▶ _ANFORDERUNG 1_:
Was zeigten laut dem Auszug die Bilder, nach denen die Entscheidung für Reykjavik fiel? Nennen Sie alles.
▶ _ANFORDERUNG 2_:
Stimmen die folgenden Aussagen mit dem Auszug überein? Antworten Sie jeweils mit Ja oder Nein und zitieren Sie die entscheidenden Worte wörtlich.
(a) Die Bestätigung der Famulatur kam drei Wochen nach der Bewerbung.
(b) Das Krankenhaus stellte eine Unterkunft zur Verfügung.
(c) Reykjavik war die erste Famulatur der berichtenden Person.
▶ _ANFORDERUNG 3_:
Wie lässt sich der Absatz im Auszug, der mit „Wie bewirbt man sich“ beginnt, kürzer fassen? Behalten Sie seine wichtigsten Angaben bei.

▶ _AUSGEWÄHLTER AUSZUG_:
· · · · ·
Anästhesie-Famulatur in Reykjavik, Island

Nachdem ich schon drei Famulaturen in Deutschland absolviert hatte, wollte ich endlich im Ausland ein neues Gesundheitssystem und dazu noch ein neues Land kennenlernen. Da erzählte mir eine Freundin von Island, wo angeblich „die Welt noch in Ordnung sei“. Nur ein paar Bilder von Vulkanen, Geysiren und Eis, und ich hatte eine Entscheidung getroffen: Auf nach Reykjavik, die nördlichste Hauptstadt der Welt!

 

Hier wird der Fisch noch an der frischen Luft getrocknet.
Alle Fotos: Béatrice Cannard

 

Bewerbung

Wie bewirbt man sich in einem Land, dessen Sprache man überhaupt nicht lesen kann? Erstmal hieß es, sich nicht entmutigen lassen durch die extrem komplizierten Schriftzeichen! Und möglichst rasch die englische Version der Homepage öffnen! Unter der Internetseite des Krankenhauses findet man gleich ein vorgefertigtes Formular für ausländische Studenten, die gerne im Landspitali Hringbraut arbeiten möchten. Mit dem Wunsch in die Anästhesie zu gehen und mit der Frage nach einer Unterkunft schickte ich schließlich das Formular ab. Da eine Freundin selbst ein Jahr zuvor in Reykjavik famuliert hatte, ahnte ich schon, dass ich wahrscheinlich länger auf eine Antwort warten müsste …

Zum Formular

Erstaunlicherweise kam bereits 3 Wochen später eine Email von der Sekretärin der Anästhesie, die mir die Famulatur vom 1.März bis 1. April 2007 bestätigte. Eine Unterkunft konnte mir das Krankenhaus zwar nicht anbieten, aber dafür gab mir die Sekretärin der Anästhesie noch zwei Adressen, die mir dabei behilflich sein könnten.

Ich rate Euch, falls ihr länger als 6 Monate auf eine Antwort wartet - was anscheinend besonders für Bewerbungen in der Chirurgie der Fall ist - einfach beim Sekretariat eures Wahlfachs anzurufen!

 

Reykjavik

 

Unterkunft

Jetzt fehlte aber noch ein gemütliches Zimmer. Was am Anfang einfach erschien, erwies sich als echtes Problem, weil weder das Krankenhaus noch die Universität für einen Monat Zimmer vergibt. Auch die Kontaktadressen, die mir von der Anästhesie gegeben worden sind, konnten mir nicht weiterhelfen:

Unter island.is wurde ich ebenfalls nicht fündig. Aber es lohnt sich auf jeden Fall dort nachzufragen! (Anm. d. Red.: Link geändert, da veraltet.)
· · · · ·
▶ _EXTRAHIERTE DATEN_:

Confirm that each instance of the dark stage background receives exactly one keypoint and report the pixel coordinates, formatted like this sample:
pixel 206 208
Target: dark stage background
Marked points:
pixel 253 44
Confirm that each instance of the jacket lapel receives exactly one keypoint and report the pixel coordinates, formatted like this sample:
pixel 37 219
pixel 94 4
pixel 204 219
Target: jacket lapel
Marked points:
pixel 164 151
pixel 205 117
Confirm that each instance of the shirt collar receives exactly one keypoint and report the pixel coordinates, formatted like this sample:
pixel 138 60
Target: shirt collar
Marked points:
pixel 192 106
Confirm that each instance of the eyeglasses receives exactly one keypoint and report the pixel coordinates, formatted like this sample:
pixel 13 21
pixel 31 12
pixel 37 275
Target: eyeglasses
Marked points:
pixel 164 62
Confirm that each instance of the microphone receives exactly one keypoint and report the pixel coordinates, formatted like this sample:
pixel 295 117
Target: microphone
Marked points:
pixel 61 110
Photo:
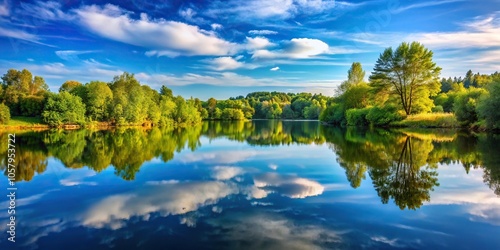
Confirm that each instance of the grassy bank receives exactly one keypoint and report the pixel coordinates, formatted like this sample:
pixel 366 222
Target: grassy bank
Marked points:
pixel 22 122
pixel 431 120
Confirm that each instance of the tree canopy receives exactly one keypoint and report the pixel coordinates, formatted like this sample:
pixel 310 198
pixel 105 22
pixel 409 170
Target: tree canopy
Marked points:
pixel 408 74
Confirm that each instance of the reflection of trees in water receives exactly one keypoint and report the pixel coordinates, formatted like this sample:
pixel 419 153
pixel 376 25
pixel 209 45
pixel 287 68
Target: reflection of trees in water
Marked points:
· · · · ·
▶ _IHRE ANTWORT 1_:
Vulkane, Geysire, Eis

▶ _IHRE ANTWORT 2_:
(a) Ja: „Erstaunlicherweise kam bereits 3 Wochen später eine Email von der Sekretärin der Anästhesie, die mir die Famulatur vom 1.März bis 1. April 2007 bestätigte.“
(b) Nein: „Eine Unterkunft konnte mir das Krankenhaus zwar nicht anbieten“
(c) Nein: „Nachdem ich schon drei Famulaturen in Deutschland absolviert hatte“

▶ _IHRE ANTWORT 3_:
Von den komplizierten Schriftzeichen sollte man sich nicht entmutigen lassen und rasch die englische Version der Homepage öffnen. Auf der Internetseite des Krankenhauses gibt es ein Formular für ausländische Studenten, die im Landspitali Hringbraut arbeiten möchten. Darüber schickte ich meinen Wunsch nach der Anästhesie und die Frage nach einer Unterkunft ab. Da eine Freundin ein Jahr zuvor in Reykjavik famuliert hatte, rechnete ich mit einer längeren Wartezeit.